[Stored data]
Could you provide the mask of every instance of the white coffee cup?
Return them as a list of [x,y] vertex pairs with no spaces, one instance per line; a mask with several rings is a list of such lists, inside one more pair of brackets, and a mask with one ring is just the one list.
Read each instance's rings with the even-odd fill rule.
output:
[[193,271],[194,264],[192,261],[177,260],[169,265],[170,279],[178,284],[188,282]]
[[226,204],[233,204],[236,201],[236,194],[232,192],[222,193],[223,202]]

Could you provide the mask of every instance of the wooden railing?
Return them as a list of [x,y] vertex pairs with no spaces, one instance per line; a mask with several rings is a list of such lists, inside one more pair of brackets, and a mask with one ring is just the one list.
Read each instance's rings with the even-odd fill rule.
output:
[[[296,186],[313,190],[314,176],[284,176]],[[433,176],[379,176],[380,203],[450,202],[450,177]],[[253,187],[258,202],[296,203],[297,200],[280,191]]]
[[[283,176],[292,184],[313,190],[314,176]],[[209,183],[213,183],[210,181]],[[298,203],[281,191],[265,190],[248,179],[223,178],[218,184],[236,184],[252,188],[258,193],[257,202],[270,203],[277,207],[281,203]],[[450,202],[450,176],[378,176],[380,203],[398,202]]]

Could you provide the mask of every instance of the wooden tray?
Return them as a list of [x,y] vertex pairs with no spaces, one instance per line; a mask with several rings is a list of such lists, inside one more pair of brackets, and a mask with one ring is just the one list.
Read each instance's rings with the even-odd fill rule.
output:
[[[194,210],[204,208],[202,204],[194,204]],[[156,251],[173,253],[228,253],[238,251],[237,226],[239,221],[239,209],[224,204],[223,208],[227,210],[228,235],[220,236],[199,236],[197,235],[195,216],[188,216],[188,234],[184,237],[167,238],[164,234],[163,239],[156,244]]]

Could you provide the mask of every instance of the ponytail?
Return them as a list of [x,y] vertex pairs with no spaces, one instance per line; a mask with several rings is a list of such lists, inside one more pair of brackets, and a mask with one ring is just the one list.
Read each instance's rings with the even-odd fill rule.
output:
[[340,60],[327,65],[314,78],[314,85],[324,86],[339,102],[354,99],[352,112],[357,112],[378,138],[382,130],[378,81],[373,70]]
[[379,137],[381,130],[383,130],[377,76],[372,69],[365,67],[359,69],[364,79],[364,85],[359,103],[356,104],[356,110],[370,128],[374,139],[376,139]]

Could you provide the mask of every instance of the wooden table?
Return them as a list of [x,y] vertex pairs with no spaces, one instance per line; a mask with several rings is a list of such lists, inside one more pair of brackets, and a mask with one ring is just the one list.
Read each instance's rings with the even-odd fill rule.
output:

[Problem]: Only the lines containing the word "provide" should be returned from the data above.

[Result for this exercise]:
Could you provide the mask of every instance of the white coffee cup?
Could you provide the mask of every instance of the wooden railing?
Could you provide the mask of every instance of the wooden tray?
Could you provide the mask of every instance of the ponytail?
Could you provide the mask of every instance of the wooden table?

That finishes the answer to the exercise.